:: The exercise ::
Rescale the data below from the line that contains "Please spot the asphalt" through the line that contains "(1054, 459)", including both of those lines, and list every line in that range again with the requests left unchanged. Multiply each coordinate by 1.15 and round it to a whole number, with halves rounding up.

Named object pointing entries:
====================
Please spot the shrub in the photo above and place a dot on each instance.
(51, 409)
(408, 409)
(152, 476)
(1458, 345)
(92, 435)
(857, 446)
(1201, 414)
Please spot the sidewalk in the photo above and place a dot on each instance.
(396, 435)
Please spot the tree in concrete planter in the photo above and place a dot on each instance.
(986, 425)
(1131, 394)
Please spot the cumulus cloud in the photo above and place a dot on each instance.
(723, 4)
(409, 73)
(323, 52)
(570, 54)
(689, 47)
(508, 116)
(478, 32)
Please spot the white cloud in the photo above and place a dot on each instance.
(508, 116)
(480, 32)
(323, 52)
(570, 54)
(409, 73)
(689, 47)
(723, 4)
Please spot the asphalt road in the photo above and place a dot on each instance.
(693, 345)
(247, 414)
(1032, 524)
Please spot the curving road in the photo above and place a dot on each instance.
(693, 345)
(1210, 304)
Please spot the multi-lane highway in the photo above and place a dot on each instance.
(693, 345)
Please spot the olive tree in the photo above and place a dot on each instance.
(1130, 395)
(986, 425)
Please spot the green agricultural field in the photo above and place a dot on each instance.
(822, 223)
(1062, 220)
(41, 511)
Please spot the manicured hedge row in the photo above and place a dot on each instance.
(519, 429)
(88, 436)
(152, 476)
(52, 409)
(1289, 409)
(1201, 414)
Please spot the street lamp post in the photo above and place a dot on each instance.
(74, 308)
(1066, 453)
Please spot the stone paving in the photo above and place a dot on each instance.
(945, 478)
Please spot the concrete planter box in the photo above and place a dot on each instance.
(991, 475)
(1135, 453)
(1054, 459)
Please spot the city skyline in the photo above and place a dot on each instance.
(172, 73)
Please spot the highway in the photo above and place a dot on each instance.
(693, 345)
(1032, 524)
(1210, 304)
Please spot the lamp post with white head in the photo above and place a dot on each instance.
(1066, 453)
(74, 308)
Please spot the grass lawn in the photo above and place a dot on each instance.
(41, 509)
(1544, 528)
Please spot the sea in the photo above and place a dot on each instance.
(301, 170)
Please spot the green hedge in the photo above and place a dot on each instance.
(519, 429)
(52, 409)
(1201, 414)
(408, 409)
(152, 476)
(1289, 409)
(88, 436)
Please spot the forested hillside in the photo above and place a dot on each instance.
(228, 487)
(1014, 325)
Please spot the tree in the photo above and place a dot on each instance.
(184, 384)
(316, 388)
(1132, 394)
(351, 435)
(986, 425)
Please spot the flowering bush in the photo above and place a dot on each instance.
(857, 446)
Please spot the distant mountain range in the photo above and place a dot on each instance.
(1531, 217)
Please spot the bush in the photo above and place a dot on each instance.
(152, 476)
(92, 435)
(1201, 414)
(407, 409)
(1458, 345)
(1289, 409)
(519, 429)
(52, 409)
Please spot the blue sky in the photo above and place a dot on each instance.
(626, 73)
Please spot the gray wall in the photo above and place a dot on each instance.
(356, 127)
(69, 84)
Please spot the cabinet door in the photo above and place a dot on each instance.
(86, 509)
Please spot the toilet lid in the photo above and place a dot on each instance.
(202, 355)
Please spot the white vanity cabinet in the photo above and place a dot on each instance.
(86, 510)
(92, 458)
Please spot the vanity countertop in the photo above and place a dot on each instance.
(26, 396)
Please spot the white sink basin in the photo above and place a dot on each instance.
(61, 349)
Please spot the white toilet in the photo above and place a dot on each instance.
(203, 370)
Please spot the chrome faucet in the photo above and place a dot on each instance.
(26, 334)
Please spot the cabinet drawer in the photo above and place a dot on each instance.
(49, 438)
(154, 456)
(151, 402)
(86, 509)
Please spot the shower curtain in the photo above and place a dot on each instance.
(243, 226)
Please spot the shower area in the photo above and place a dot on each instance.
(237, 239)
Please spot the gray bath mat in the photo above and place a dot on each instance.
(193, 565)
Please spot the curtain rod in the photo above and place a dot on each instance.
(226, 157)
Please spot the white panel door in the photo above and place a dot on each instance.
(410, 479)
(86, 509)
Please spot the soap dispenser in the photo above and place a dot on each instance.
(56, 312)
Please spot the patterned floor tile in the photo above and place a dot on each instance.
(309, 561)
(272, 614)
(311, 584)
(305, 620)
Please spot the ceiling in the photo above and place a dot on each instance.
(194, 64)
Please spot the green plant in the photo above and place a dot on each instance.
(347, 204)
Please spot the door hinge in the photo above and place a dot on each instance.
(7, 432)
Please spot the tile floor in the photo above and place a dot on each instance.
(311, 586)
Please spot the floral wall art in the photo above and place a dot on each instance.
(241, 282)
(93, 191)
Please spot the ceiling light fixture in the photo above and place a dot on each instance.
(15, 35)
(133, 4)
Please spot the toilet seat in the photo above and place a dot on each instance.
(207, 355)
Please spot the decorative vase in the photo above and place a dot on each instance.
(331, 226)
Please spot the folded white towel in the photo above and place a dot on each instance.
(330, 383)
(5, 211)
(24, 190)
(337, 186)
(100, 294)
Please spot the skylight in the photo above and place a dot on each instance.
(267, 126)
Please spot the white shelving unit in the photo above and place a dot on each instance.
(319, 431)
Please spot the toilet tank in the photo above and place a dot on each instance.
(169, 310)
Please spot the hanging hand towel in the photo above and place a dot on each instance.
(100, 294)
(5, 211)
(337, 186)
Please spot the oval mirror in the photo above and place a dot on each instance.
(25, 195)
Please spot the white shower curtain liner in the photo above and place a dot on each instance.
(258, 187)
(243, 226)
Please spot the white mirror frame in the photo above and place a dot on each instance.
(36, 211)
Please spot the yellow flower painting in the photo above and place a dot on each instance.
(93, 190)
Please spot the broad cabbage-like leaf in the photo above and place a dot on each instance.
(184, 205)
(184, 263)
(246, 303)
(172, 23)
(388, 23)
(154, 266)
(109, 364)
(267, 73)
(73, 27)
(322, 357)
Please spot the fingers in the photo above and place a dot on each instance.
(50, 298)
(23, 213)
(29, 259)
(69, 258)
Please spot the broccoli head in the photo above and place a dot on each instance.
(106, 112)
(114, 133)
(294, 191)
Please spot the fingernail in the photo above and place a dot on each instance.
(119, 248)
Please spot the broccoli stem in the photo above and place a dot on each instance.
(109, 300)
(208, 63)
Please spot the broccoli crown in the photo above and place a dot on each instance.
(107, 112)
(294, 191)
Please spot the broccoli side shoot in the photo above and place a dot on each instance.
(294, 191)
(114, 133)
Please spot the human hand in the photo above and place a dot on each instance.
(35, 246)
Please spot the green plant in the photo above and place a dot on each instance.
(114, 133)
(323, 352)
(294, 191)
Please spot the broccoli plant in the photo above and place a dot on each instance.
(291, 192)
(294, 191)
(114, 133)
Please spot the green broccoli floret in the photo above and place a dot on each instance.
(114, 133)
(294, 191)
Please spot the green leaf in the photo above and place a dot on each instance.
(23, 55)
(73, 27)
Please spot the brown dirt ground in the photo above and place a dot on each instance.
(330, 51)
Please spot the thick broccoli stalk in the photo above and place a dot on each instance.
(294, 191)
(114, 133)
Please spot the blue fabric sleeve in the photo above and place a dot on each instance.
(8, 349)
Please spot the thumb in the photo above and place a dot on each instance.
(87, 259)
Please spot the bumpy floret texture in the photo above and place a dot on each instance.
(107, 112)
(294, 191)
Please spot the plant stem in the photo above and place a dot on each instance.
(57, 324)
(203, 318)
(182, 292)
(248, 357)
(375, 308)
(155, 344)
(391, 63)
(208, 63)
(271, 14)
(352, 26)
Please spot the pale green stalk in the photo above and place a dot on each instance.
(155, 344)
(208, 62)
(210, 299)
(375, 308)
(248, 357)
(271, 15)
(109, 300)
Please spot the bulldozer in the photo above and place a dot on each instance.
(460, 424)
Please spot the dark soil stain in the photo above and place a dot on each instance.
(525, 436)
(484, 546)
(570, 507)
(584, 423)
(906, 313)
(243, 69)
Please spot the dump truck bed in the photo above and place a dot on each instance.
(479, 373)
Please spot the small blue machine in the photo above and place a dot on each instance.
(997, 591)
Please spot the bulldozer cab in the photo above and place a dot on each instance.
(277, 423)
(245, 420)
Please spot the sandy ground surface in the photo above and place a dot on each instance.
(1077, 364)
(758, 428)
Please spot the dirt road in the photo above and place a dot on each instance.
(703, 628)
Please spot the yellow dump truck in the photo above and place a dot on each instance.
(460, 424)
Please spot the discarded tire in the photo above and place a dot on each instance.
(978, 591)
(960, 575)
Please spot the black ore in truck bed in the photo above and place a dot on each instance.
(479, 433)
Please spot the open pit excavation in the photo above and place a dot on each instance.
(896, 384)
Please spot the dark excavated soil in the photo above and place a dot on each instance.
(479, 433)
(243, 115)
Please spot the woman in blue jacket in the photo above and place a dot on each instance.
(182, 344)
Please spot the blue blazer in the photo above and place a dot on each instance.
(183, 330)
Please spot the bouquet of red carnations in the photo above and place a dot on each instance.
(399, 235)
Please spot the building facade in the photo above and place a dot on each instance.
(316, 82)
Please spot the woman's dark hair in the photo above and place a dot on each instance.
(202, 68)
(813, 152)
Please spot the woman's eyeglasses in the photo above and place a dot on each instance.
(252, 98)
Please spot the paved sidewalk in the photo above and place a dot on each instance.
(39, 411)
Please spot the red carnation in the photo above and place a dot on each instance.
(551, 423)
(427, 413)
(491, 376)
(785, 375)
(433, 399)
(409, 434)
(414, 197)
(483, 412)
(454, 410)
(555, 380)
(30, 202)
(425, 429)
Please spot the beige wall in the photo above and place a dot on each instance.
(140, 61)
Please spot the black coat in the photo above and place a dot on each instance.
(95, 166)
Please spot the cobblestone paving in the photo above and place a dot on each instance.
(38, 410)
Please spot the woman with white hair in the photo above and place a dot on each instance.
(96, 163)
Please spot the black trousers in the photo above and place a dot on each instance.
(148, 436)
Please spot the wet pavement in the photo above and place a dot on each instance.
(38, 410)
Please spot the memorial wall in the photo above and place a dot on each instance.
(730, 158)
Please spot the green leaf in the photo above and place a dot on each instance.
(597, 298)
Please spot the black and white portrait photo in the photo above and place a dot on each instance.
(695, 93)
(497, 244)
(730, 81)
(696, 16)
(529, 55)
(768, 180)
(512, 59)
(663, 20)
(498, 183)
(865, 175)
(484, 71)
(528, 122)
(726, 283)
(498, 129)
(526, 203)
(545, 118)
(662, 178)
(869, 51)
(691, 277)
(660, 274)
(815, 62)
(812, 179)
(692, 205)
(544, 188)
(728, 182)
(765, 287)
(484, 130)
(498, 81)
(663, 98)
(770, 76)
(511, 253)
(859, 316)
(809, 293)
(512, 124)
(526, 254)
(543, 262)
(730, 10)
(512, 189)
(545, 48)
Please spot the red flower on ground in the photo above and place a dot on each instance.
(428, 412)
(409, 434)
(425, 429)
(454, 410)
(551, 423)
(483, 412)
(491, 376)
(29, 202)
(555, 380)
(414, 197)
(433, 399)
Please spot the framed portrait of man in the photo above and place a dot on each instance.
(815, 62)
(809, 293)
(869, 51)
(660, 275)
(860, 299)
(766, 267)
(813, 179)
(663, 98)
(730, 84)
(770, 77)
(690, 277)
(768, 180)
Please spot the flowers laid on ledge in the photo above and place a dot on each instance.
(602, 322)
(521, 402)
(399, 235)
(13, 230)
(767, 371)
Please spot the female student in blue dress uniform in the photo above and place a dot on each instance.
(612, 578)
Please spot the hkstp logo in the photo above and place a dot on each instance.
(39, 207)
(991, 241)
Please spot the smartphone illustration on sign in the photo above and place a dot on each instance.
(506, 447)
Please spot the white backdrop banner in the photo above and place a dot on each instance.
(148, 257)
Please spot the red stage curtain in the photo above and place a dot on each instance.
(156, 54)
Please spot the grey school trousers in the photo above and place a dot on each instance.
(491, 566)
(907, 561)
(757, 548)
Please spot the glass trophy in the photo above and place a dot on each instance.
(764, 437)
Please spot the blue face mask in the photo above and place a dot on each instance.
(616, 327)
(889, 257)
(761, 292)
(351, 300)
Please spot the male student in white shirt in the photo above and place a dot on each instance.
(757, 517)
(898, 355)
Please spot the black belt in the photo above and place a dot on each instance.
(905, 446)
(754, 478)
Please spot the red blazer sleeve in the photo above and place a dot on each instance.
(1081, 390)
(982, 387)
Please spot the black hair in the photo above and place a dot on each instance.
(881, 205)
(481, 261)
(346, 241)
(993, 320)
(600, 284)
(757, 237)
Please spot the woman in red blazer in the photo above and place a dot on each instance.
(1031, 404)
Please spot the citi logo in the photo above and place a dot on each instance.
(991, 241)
====================
:: The completed task ::
Please spot the asphalt road in the photo above and place a dot on each instance.
(797, 397)
(284, 476)
(1187, 603)
Please spot the curving road in the photo above and place a dot on each instance.
(797, 397)
(1392, 350)
Please spot the multi-lane highway in the photo above and place a dot on each instance.
(797, 397)
Please spot the olive tree in the photo above and place a dot on each instance.
(1300, 454)
(1134, 489)
Please spot the green agricultural field in the photo above and place a dot on each instance.
(945, 256)
(1221, 253)
(47, 588)
Please spot the manicured hedge row in the photo above and place a dot on each instance.
(597, 493)
(101, 501)
(175, 547)
(60, 470)
(1482, 470)
(1381, 476)
Please spot the street lamp post in the photo above and place a dot on each instance.
(85, 354)
(1226, 521)
Please spot the stone paving in the photo above and place a dot on each instance.
(1087, 550)
Please spot the concrete planter box in the photo above and place a dot on each instance.
(1140, 546)
(1305, 521)
(1212, 528)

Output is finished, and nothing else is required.